# start of Excerpted text

Studio album by Cindy Wilson
- Released: August 25, 2023
- Genre: Electronic; pop;
- Length: 31:42
- Language: English
- Label: Kill Rock Stars
- Producer: Suny Lyons; Cindy Wilson;

Cindy Wilson chronology
| Change (2017) | Realms (2023) |  |

= Realms (album) =

Realms is the second full-length studio album by American pop singer Cindy Wilson, released by Kill Rock Stars in 2023. The album is a mix of disco, electronic, and new wave music, and has received positive reviews from critics.

==Reception==
Editors at AllMusic rated this album 4 out of 5 stars. Critic Heather Phares wrote that it pairs the strengths of The B-52's with a stronger vocal delivery than on Wilson's 2017 album Change, describing the work as "a graceful portrait of a turning point in Wilson’s life and an impressive addition to her work as a solo artist". Katherine Yeske Taylor of American Songwriter considers this music "playful and unpredictable" with its mix of genres. Michael Gallucci of Ultimate Classic Rock wrote that the album "expands that palette a bit more but never travels out of the familiar havens of her or electronic music's pasts" and is "firmly tied to what Wilson does best" and considers Wilson's solo work inferior to The B-52's.

# end of Excerpted text

▶ What you will do:
[a] Answer these questions from the Realms album text:
(i) Which label released the album?
(ii) How many stars did the editors at AllMusic give the album?
(iii) Which publication does Katherine Yeske Taylor write for?
[b] Print the part of the Realms album text starting at "Cindy Wilson chronology" and ending at "reviews from critics.".
The dataset rows after this point are separate material, unrelated to the album text.

# start of Entries

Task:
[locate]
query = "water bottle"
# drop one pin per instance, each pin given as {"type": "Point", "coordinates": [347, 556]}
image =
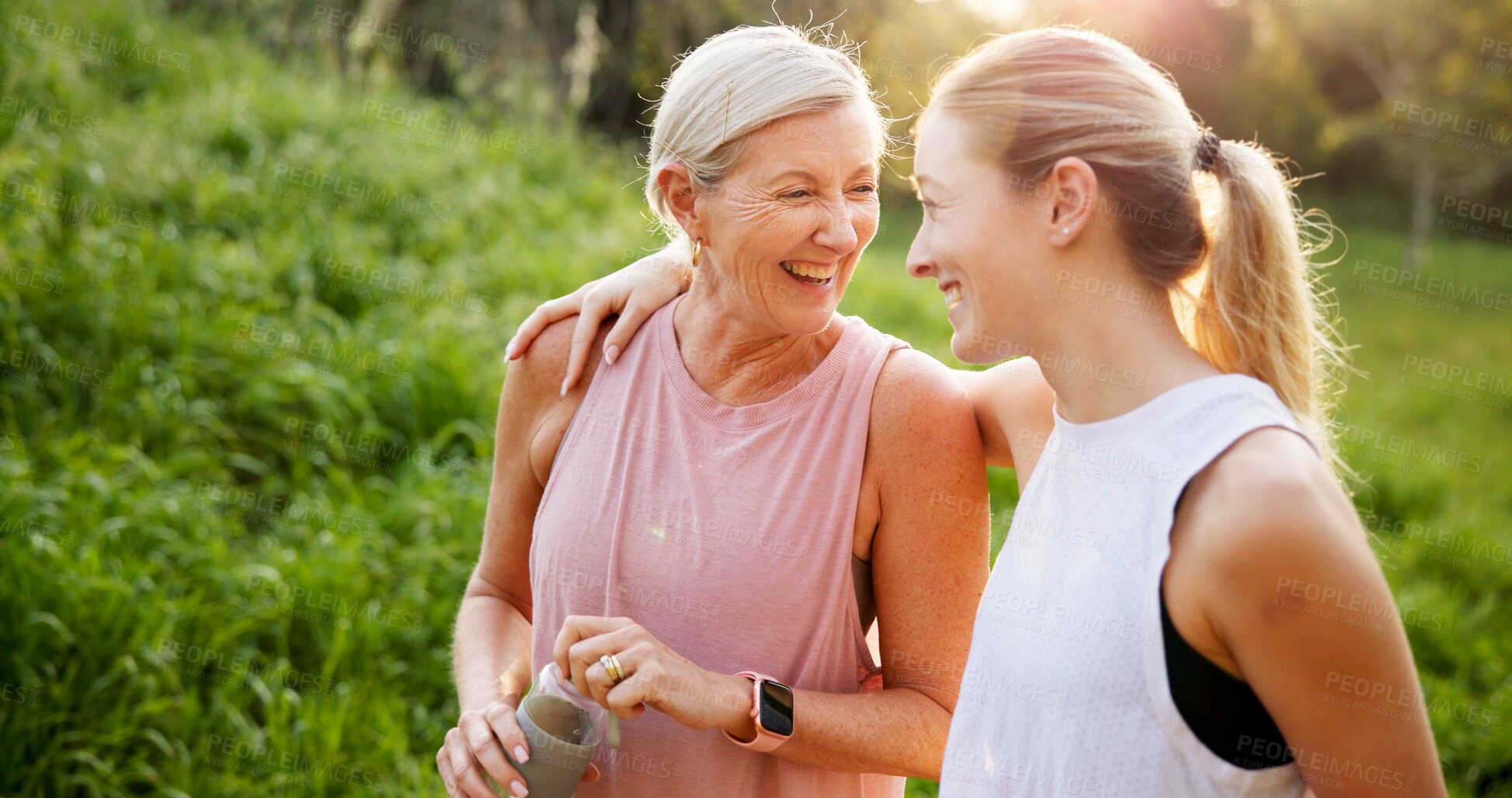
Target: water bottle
{"type": "Point", "coordinates": [563, 729]}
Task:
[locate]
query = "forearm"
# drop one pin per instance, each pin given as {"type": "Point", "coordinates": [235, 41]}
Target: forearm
{"type": "Point", "coordinates": [899, 730]}
{"type": "Point", "coordinates": [492, 649]}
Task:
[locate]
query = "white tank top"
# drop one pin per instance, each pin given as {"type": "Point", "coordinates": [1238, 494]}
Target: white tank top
{"type": "Point", "coordinates": [1065, 689]}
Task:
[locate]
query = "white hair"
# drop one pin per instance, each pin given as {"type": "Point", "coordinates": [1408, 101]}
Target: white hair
{"type": "Point", "coordinates": [740, 82]}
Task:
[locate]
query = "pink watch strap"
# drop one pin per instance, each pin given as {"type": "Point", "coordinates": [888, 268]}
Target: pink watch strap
{"type": "Point", "coordinates": [766, 741]}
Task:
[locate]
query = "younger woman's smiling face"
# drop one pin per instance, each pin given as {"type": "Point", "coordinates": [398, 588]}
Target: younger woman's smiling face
{"type": "Point", "coordinates": [982, 242]}
{"type": "Point", "coordinates": [787, 226]}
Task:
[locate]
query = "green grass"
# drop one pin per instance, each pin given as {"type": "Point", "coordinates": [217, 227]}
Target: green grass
{"type": "Point", "coordinates": [241, 488]}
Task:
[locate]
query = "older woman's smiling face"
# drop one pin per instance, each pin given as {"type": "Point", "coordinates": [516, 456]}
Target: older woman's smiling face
{"type": "Point", "coordinates": [787, 226]}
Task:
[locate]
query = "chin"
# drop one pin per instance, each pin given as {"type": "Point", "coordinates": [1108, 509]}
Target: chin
{"type": "Point", "coordinates": [972, 346]}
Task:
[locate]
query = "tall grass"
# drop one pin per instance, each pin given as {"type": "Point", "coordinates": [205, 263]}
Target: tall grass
{"type": "Point", "coordinates": [245, 418]}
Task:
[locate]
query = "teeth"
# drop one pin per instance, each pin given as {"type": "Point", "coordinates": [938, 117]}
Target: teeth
{"type": "Point", "coordinates": [814, 273]}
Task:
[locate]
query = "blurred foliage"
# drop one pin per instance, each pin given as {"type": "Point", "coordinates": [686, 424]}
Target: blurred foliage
{"type": "Point", "coordinates": [255, 285]}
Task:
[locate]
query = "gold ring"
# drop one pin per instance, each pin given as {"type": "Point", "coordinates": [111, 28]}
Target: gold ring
{"type": "Point", "coordinates": [611, 664]}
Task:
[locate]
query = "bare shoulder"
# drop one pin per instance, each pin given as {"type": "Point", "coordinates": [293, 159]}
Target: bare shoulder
{"type": "Point", "coordinates": [544, 364]}
{"type": "Point", "coordinates": [923, 427]}
{"type": "Point", "coordinates": [915, 392]}
{"type": "Point", "coordinates": [533, 403]}
{"type": "Point", "coordinates": [1264, 503]}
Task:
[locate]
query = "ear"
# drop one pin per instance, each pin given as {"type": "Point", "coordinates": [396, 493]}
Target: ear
{"type": "Point", "coordinates": [1072, 199]}
{"type": "Point", "coordinates": [681, 197]}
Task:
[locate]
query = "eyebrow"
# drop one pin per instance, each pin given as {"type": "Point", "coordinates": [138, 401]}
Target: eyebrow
{"type": "Point", "coordinates": [798, 172]}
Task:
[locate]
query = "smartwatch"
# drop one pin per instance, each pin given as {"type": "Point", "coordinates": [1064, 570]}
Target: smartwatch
{"type": "Point", "coordinates": [771, 709]}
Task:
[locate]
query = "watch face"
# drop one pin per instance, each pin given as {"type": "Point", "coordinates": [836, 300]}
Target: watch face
{"type": "Point", "coordinates": [776, 708]}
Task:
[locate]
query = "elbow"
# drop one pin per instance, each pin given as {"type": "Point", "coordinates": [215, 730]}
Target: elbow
{"type": "Point", "coordinates": [485, 591]}
{"type": "Point", "coordinates": [937, 709]}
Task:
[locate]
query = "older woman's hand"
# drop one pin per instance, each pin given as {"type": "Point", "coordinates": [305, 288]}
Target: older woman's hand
{"type": "Point", "coordinates": [655, 676]}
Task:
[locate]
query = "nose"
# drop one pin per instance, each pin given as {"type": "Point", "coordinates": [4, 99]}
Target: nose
{"type": "Point", "coordinates": [921, 261]}
{"type": "Point", "coordinates": [838, 229]}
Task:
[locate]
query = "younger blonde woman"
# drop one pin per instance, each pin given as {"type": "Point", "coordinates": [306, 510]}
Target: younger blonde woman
{"type": "Point", "coordinates": [1187, 605]}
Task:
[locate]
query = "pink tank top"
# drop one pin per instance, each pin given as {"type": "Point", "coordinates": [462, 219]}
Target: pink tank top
{"type": "Point", "coordinates": [728, 533]}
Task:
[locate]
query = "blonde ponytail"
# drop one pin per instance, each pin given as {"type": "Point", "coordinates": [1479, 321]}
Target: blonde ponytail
{"type": "Point", "coordinates": [1258, 309]}
{"type": "Point", "coordinates": [1216, 225]}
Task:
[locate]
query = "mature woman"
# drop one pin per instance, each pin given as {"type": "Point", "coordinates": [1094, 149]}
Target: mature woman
{"type": "Point", "coordinates": [1194, 605]}
{"type": "Point", "coordinates": [694, 531]}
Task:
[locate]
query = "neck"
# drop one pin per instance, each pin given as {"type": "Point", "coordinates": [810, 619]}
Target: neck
{"type": "Point", "coordinates": [1104, 362]}
{"type": "Point", "coordinates": [739, 359]}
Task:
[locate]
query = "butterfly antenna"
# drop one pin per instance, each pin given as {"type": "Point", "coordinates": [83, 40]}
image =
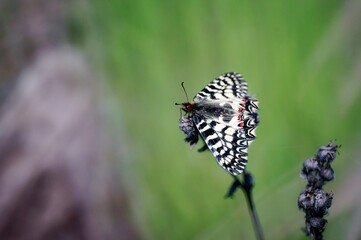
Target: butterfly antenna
{"type": "Point", "coordinates": [184, 89]}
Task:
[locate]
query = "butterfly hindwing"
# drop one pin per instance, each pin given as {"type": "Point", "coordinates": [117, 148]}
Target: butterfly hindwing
{"type": "Point", "coordinates": [228, 144]}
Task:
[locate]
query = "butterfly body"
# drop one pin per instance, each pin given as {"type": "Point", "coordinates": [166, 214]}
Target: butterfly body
{"type": "Point", "coordinates": [225, 116]}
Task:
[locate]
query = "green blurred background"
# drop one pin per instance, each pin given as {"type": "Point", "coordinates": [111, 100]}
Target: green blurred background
{"type": "Point", "coordinates": [301, 59]}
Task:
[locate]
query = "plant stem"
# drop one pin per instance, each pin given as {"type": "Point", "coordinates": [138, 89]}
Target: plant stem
{"type": "Point", "coordinates": [247, 187]}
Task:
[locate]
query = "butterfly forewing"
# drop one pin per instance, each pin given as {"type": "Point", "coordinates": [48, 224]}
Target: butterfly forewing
{"type": "Point", "coordinates": [227, 86]}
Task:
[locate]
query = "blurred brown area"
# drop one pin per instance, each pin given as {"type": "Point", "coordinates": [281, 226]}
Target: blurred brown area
{"type": "Point", "coordinates": [56, 177]}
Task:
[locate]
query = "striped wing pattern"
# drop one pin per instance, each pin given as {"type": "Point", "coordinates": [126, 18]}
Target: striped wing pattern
{"type": "Point", "coordinates": [226, 119]}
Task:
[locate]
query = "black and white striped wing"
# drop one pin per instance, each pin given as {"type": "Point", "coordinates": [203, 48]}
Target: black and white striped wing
{"type": "Point", "coordinates": [227, 143]}
{"type": "Point", "coordinates": [227, 86]}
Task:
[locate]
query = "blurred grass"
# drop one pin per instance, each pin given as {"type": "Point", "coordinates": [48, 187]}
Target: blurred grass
{"type": "Point", "coordinates": [300, 58]}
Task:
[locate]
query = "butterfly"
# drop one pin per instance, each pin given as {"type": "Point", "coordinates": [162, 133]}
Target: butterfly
{"type": "Point", "coordinates": [226, 117]}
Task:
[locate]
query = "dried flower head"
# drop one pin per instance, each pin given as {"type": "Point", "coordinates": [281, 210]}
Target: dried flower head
{"type": "Point", "coordinates": [314, 201]}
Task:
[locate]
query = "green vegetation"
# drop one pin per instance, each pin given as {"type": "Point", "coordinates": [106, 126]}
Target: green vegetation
{"type": "Point", "coordinates": [300, 58]}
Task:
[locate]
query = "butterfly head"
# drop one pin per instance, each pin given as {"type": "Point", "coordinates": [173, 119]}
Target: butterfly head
{"type": "Point", "coordinates": [188, 107]}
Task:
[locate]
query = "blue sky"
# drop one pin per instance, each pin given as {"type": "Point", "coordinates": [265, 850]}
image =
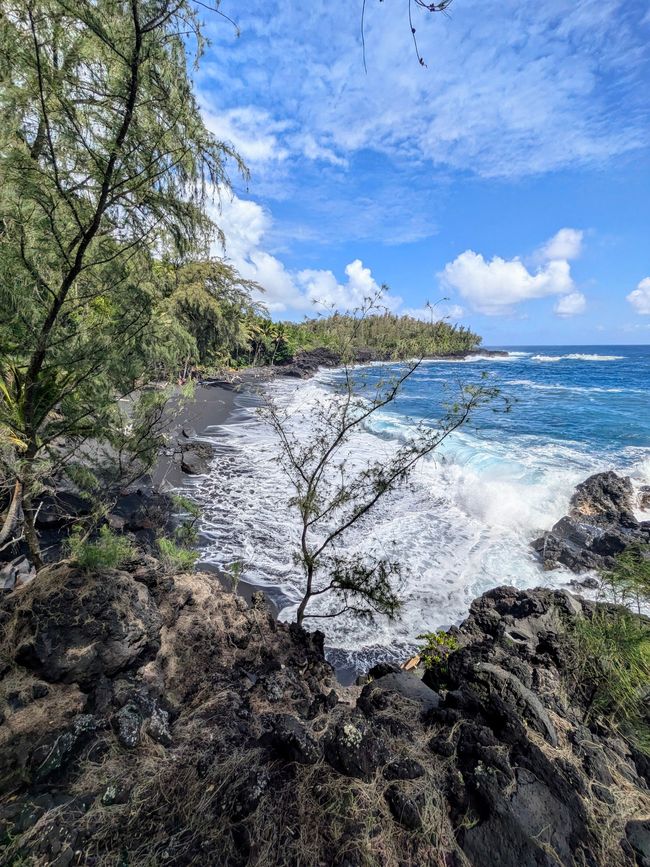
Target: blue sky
{"type": "Point", "coordinates": [511, 175]}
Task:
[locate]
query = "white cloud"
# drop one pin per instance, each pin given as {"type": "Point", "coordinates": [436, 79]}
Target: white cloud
{"type": "Point", "coordinates": [254, 134]}
{"type": "Point", "coordinates": [532, 87]}
{"type": "Point", "coordinates": [640, 297]}
{"type": "Point", "coordinates": [245, 225]}
{"type": "Point", "coordinates": [451, 312]}
{"type": "Point", "coordinates": [565, 244]}
{"type": "Point", "coordinates": [571, 305]}
{"type": "Point", "coordinates": [495, 286]}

# end of Entries

▶ Responses per task:
[a]
(i) Kill Rock Stars
(ii) 4 out of 5 stars
(iii) American Songwriter

[b]
Cindy Wilson chronology
| Change (2017) | Realms (2023) |  |

= Realms (album) =

Realms is the second full-length studio album by American pop singer Cindy Wilson, released by Kill Rock Stars in 2023. The album is a mix of disco, electronic, and new wave music, and has received positive reviews from critics.